#### Source passage
Unless otherwise indicated, all information contained in this prospectus assumes no exercise by the underwriters of the option to purchase up to an additional 225,000 shares of our common stock.

 

 

  6  
     

 

 

Summary Consolidated Financial Data

 

You should read this summary financial data below together with our financial statements and related notes, “Selected Financial Data” and “Management’s Discussion and Analysis of Financial Condition and Results of Operations” appearing elsewhere in this prospectus. The summary financial data included in this section are not intended to replace our financial statements and related notes.

 

The summary consolidated statements of operations data for the years ended December 31, 2015 and 2016 are derived from our audited consolidated financial statements appearing elsewhere in this prospectus. The summary consolidated balance sheet data at December 31, 2015 and 2016 are derived from our audited condensed consolidated financial statements appearing elsewhere in this prospectus. In our opinion, the unaudited condensed consolidated financial statements have been prepared on a basis consistent with our audited consolidated financial statements and include all adjustments, consisting of only normal and recurring adjustments, necessary for a fair presentation of such financial data. Our historical results are not necessarily indicative of the results that may be expected in the future and results of interim periods are not necessarily indicative of the results for the full year.

#### Short task a
Reproduce verbatim the lines of the records starting at the line containing "Exercise. Mark the cathedral tower" and ending at the line containing "104), (221, 127)]", with both of those lines included.

#### Data for the task

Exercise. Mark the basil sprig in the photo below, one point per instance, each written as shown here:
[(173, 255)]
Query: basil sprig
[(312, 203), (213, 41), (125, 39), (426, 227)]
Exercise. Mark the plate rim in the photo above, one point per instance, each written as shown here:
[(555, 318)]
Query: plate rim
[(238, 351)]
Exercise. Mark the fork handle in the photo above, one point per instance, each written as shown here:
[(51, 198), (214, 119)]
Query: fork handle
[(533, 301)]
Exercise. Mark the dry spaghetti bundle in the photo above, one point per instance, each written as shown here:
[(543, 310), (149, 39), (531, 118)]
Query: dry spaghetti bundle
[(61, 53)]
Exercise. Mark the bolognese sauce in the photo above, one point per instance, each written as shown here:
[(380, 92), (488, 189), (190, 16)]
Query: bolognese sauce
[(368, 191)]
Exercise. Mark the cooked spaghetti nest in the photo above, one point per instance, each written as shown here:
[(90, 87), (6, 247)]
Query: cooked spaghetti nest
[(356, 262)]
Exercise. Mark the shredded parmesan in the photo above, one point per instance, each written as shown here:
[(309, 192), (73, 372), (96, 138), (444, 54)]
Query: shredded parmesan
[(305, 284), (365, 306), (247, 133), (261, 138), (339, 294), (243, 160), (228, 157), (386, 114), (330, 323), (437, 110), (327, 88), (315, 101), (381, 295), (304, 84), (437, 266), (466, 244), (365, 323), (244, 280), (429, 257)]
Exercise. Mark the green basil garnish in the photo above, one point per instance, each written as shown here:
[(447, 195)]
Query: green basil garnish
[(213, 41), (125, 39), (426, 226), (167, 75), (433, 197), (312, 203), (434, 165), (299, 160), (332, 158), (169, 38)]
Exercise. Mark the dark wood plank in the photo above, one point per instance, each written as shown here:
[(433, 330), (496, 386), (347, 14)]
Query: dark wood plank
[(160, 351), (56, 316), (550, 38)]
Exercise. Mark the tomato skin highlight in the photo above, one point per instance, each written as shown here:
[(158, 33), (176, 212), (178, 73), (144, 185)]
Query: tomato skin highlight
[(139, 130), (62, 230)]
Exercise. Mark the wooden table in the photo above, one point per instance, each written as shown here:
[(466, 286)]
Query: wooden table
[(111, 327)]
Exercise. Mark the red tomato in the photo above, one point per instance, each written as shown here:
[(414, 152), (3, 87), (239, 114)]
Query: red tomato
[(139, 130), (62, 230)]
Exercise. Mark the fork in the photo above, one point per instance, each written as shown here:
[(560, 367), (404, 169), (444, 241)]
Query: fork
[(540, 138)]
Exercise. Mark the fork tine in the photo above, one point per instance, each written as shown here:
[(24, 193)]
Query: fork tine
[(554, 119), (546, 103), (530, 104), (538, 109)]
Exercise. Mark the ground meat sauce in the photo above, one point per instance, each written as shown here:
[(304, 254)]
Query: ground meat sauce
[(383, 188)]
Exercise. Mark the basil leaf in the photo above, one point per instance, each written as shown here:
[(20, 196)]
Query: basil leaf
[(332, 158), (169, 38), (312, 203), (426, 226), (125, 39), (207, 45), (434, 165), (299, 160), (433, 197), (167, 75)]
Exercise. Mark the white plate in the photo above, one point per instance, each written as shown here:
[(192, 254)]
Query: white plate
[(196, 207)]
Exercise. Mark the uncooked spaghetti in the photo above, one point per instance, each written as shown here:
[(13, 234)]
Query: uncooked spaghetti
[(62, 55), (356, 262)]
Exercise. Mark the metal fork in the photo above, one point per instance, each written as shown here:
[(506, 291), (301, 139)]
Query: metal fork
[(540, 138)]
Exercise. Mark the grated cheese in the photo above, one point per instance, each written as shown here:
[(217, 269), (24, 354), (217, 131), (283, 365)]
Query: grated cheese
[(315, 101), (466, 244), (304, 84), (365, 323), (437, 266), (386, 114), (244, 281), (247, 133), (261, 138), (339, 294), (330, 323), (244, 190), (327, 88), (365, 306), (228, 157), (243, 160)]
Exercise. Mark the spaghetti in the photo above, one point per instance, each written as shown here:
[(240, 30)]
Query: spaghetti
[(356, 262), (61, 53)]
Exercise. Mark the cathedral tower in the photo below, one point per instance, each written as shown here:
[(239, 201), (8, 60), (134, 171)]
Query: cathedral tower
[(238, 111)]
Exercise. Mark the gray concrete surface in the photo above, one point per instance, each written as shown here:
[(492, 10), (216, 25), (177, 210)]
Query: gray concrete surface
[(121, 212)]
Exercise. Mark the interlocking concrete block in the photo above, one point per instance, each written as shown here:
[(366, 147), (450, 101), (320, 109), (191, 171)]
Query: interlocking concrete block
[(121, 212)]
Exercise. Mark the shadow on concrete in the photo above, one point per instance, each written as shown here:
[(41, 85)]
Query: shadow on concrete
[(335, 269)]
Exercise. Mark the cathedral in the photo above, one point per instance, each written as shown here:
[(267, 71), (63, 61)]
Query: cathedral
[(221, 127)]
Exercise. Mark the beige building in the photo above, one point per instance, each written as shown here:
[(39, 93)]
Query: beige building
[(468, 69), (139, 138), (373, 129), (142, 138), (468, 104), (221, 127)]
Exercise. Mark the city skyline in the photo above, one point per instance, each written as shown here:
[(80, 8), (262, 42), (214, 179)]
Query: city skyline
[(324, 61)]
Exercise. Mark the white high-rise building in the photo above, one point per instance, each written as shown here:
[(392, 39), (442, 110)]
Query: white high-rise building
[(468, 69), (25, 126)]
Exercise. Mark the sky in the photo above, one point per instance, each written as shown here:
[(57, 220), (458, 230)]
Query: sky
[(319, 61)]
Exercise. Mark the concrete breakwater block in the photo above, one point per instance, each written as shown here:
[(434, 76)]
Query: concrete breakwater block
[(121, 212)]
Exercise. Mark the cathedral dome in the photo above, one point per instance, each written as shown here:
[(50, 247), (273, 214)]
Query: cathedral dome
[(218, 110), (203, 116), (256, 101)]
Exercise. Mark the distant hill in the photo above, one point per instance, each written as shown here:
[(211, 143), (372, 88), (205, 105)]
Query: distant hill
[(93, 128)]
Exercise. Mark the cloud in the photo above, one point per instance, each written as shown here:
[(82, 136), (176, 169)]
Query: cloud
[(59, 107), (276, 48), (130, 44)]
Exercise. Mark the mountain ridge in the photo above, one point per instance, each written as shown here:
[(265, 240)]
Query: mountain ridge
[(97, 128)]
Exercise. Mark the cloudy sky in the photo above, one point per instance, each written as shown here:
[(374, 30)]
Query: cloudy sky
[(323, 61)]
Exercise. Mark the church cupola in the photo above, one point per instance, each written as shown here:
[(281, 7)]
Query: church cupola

#### Short task b
Continue the prospectus passage on summary consolidated financial data, beginning immediately after its final sentence.

#### Exercise answer a
Exercise. Mark the cathedral tower in the photo below, one point per instance, each written as shown here:
[(239, 201), (8, 60), (134, 171)]
Query: cathedral tower
[(238, 111)]
Exercise. Mark the gray concrete surface in the photo above, one point per instance, each written as shown here:
[(492, 10), (216, 25), (177, 210)]
Query: gray concrete surface
[(121, 212)]
Exercise. Mark the interlocking concrete block in the photo above, one point per instance, each written as shown here:
[(366, 147), (450, 101), (320, 109), (191, 171)]
Query: interlocking concrete block
[(121, 212)]
Exercise. Mark the shadow on concrete in the photo above, one point per instance, each written as shown here:
[(41, 85)]
Query: shadow on concrete
[(335, 269)]
Exercise. Mark the cathedral in the photo above, one point per instance, each written as shown here:
[(267, 71), (63, 61)]
Query: cathedral
[(221, 127)]
Exercise. Mark the beige building in the photo above, one point per instance, each written as shown here:
[(39, 93)]
Query: beige building
[(468, 69), (139, 138), (373, 129), (142, 138), (468, 104), (221, 127)]

#### Exercise answer b
Consolidated Statements of Operations Data:

 

      Years Ended December 31,     Three Months Ended March 31,  
      2015     2016     2016     2017  
  Sales   $ 2,326,664     $ 3,042,527     $ 621,882     $ 829,669  
  Less excise taxes, customer programs and incentives     624,046       934,221       167,120       217,188  
  Net sales     1,702,618       2,108,306       454,762       612,481  
  Selling, general and administrative expenses     4,373,746       5,125,923       1,042,214       1,148,062  
  Other income (expense), net     (59,548 )     (901,658 )     (171,058 )     (43,324 )
  Net loss     (3,601,066 )     (5,199,619 )     (1,014,679 )     (901,818 )
  Dividends on convertible preferred stock           (51,674 )           (5,037 )
  Net loss attributable to common stockholders     (3,601,066 )     (5,251,293 )     (1,014,679 )     (906,855 )
                                   

Consolidated Balance Sheet Data:

 

      At December 31,          
      2015     2016     March 31, 2017    
                       
  Total assets   $ 1,291,858     $ 2,547,988     $ 2,947,838    
  Total liabilities     2,355,471       1,415,155       1,051,211    
  Stockholders’ equity (deficit)     (1,063,613 )     1,132,833       1,896,627    
                             

 

  7  
     

 

RISK FACTORS

 

Investing in our common stock involves a number of risks. You should not invest unless you are able to bear the complete loss of your investment. In addition to the risks and investment considerations discussed elsewhere in this prospectus, the following factors should be carefully considered by anyone purchasing the securities offered by this prospectus. The risks and uncertainties described below are not the only ones we face. Additional risks and uncertainties not presently known to us or that we currently deem immaterial also may impair our business operations. If any of the following risks actually occur, our business could be harmed. In such case, the trading price of our common stock could decline and investors could lose all or a part of the money paid to buy our common stock.

 

RISKS RELATING TO OUR BUSINESS

 

If our brands do not achieve more widespread consumer acceptance, our growth may be limited.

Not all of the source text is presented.